◆ Goal of the exercise ◆
Reproduce each record in the listing below exactly as written.

##### Records for the task #####

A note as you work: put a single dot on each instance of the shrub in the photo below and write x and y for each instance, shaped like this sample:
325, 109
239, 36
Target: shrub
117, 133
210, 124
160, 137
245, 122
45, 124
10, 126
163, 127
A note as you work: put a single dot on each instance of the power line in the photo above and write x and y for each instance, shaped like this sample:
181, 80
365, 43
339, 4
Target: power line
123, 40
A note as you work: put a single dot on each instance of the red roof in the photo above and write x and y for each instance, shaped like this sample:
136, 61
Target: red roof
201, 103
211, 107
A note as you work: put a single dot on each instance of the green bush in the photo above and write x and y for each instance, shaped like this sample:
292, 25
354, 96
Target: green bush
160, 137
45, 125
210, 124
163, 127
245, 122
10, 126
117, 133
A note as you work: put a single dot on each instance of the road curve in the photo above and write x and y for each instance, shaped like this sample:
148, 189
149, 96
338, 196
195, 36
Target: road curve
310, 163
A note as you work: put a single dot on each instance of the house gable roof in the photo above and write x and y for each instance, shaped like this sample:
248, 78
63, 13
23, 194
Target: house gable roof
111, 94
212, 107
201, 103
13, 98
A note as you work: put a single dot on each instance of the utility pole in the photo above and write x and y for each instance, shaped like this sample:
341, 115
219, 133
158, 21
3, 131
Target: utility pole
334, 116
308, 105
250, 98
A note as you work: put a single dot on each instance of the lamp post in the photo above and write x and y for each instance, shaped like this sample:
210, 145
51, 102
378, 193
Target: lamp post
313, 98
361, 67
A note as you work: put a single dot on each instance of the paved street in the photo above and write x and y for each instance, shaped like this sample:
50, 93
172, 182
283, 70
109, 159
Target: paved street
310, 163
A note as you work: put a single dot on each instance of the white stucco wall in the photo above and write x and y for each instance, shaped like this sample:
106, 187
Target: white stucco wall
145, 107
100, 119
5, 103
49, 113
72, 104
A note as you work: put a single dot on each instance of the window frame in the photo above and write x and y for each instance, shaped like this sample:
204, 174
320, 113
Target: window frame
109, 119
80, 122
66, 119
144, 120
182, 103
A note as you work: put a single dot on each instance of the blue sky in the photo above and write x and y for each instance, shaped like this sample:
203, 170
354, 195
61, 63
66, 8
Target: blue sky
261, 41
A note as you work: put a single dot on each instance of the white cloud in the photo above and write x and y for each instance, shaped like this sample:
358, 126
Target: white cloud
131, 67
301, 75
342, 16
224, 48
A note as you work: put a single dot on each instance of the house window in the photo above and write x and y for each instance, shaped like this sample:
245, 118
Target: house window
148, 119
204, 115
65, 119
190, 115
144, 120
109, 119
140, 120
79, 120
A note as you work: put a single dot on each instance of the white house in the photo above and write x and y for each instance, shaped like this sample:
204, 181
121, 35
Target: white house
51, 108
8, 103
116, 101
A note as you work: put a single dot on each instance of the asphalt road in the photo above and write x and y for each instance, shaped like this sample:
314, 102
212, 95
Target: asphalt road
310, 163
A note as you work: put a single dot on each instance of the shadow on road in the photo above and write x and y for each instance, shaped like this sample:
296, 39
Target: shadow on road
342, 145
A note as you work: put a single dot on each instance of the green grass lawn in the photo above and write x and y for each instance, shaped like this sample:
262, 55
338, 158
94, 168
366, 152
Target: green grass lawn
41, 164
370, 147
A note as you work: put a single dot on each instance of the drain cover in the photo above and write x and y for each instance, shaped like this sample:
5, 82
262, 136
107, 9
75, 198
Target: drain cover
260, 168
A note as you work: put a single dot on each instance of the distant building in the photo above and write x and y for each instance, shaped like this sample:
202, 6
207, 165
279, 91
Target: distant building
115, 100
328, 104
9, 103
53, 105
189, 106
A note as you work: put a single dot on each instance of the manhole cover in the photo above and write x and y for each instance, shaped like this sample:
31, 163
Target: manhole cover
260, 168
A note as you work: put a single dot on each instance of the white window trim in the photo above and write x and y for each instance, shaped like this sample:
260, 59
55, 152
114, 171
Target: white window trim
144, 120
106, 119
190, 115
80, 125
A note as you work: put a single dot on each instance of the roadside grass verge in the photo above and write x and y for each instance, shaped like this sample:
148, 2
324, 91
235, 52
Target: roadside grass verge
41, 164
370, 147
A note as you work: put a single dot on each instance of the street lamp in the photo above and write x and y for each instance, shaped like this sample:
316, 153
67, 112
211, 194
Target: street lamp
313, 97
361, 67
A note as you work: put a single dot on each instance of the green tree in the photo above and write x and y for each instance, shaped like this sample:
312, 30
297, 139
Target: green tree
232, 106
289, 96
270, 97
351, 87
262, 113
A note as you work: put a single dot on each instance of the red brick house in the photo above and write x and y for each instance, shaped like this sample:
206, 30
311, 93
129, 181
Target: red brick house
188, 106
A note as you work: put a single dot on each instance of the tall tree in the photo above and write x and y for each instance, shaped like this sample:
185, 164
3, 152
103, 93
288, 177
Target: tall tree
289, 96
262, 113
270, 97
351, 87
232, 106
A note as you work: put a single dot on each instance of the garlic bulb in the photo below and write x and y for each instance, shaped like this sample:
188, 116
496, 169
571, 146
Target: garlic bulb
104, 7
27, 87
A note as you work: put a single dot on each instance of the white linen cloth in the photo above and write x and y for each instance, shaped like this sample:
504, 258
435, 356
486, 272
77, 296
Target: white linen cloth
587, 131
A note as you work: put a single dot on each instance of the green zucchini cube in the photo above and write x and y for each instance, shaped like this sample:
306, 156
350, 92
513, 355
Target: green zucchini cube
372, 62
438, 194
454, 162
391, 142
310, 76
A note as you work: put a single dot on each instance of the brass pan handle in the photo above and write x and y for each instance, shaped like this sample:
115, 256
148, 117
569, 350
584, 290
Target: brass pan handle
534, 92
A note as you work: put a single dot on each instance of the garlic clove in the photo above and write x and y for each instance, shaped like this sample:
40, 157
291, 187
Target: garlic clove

#####

◆ Your response ◆
A note as you work: put a single dot on each instance of the shrub in the photo below and write x and y for each instance, shaped like this sample:
325, 109
239, 36
Target: shrub
117, 133
210, 124
160, 137
245, 122
45, 124
10, 126
163, 127
A note as you work: put a single dot on each instance of the power line in the photo above and write x and y for each instance, shaped like this sample:
181, 80
365, 43
339, 4
Target: power line
123, 40
A note as you work: put a single dot on each instance of the red roof in the photo above and write x and y for each instance, shaped like this sample:
136, 61
Target: red roof
201, 103
211, 107
A note as you work: put a single dot on each instance of the green bush in the photo above and write x and y for each instance, shaped like this sample:
292, 25
354, 96
Target: green bush
160, 137
45, 125
210, 124
163, 127
245, 122
10, 126
117, 133
A note as you work: put a single dot on each instance of the road curve in the photo above and write x and y for each instance, shaped like this sample:
148, 189
149, 96
338, 196
195, 36
Target: road curve
310, 163
A note as you work: put a single dot on each instance of the house gable roof in the photo above and write x and y for each instance, shaped like this sample:
248, 78
63, 13
23, 194
Target: house gable roof
111, 94
212, 107
201, 103
13, 98
A note as you work: put a single dot on each instance of the utility pole in the photo above and write x and y for each instance, shaped like this sample:
341, 115
219, 133
158, 21
3, 131
Target: utility pole
334, 116
308, 105
250, 98
A note as you work: put a single dot on each instance of the lamp post in the photo above and write x and y for each instance, shaped like this sample:
210, 145
51, 102
378, 193
Target: lamp post
313, 98
361, 67
A note as you work: put a single dot on each instance of the paved street in the photo above and write x and y for each instance, shaped like this sample:
50, 93
172, 182
283, 70
109, 159
Target: paved street
310, 163
A note as you work: put a single dot on each instance of the white stucco wall in the photo above and write x and y for each instance, shaped like this sample:
106, 187
Target: white stucco wall
145, 107
100, 119
5, 103
49, 113
72, 104
A note as you work: put a single dot on each instance of the window frame in the photo above and write x and y for each instance, shaped like this sample:
204, 174
320, 113
Target: window frame
109, 119
80, 122
66, 119
144, 120
182, 103
A note as you work: put a single dot on each instance of the blue sky in the photo above and write x and y for each instance, shaped like this sample:
203, 170
354, 195
61, 63
66, 8
Target: blue sky
261, 41
A note as you work: put a single dot on each instance of the white cloud in the photo above and write x and y for each instance, shaped like this sample:
358, 126
Target: white cloud
131, 67
301, 75
342, 16
224, 48
A note as you work: put a single dot on each instance of the house window in the photo above and write x and y for each instance, shaped like this sample:
245, 118
Target: house window
148, 119
204, 115
65, 119
190, 115
144, 120
109, 119
140, 120
79, 120
A note as you work: put a single dot on each instance of the white house in the photo above and write x and y for each instance, shaped like this sample:
204, 181
121, 35
Target: white house
51, 108
8, 103
116, 101
A note as you work: put a single dot on each instance of the asphalt road in the photo above and write x and y for each instance, shaped like this sample:
314, 102
212, 95
Target: asphalt road
310, 163
A note as you work: put a single dot on each instance of the shadow on road in the photo above and write x and y for each instance, shaped like this sample:
296, 39
Target: shadow on road
342, 145
A note as you work: put a single dot on each instance of the green grass lawn in the photo above and write x and y for each instance, shaped like this sample:
262, 55
338, 158
94, 168
366, 152
Target: green grass lawn
41, 164
370, 147
A note as you work: put a single dot on each instance of the drain cover in the photo above and write x and y for each instance, shaped like this sample:
5, 82
262, 136
107, 9
75, 198
Target: drain cover
260, 168
A note as you work: put a single dot on each instance of the distant building in the photo above and write x and y for each instance, shaped like this sample:
202, 6
207, 165
279, 91
Target: distant building
115, 100
328, 104
9, 103
53, 105
189, 106
A note as you work: put a single dot on each instance of the manhole cover in the photo above and write x and y for each instance, shaped like this sample:
31, 163
Target: manhole cover
260, 168
A note as you work: put a single dot on each instance of the white window trim in the photo above and write x and y for each instance, shaped like this sample:
260, 59
55, 152
114, 171
Target: white window trim
144, 120
106, 119
190, 115
80, 125
A note as you work: put a single dot on each instance of the roadside grass verge in the photo above and write x and y for each instance, shaped like this sample:
148, 2
324, 91
235, 52
Target: roadside grass verge
41, 164
370, 147
A note as you work: put a single dot on each instance of the street lamp in the photo above and write x and y for each instance, shaped like this sample:
316, 153
67, 112
211, 194
Target: street lamp
313, 97
361, 67
A note as you work: put a single dot on each instance of the green tree in the photo above and write x and y for each instance, shaped like this sample:
312, 30
297, 139
Target: green tree
232, 106
289, 96
270, 97
351, 87
262, 113
A note as you work: put a single dot on each instance of the red brick house in the photo above and write x and y for each instance, shaped like this sample:
206, 30
311, 93
129, 181
Target: red brick house
188, 106
A note as you work: put a single dot on each instance of the tall tree in the photo above and write x and y for each instance, shaped like this sample:
185, 164
3, 152
103, 93
288, 177
Target: tall tree
289, 96
262, 113
270, 97
351, 87
232, 106
A note as you work: put a single dot on each instance of the garlic bulb in the photo below and write x and y for each instance, shaped like this sample:
188, 116
496, 169
571, 146
Target: garlic bulb
104, 7
27, 87
A note as you work: put a single dot on each instance of the white linen cloth in the photo above and write x and y for each instance, shaped like this sample:
504, 258
435, 356
486, 272
77, 296
Target: white linen cloth
587, 131
A note as you work: put a single dot on each instance of the green zucchini cube in the photo above and write x and y for each instance, shaped like this sample:
306, 156
350, 92
513, 355
Target: green zucchini cube
372, 62
438, 194
454, 162
391, 142
310, 76
A note as you work: put a single dot on each instance of the brass pan handle in the photo above and write x and y for each instance, shaped like this sample:
115, 256
148, 117
569, 350
584, 290
Target: brass pan handle
534, 92
A note as you work: put a single dot on each instance of the garlic clove in the photo above and write x and y for each instance, shaped like this sample:
40, 157
291, 187
Target: garlic clove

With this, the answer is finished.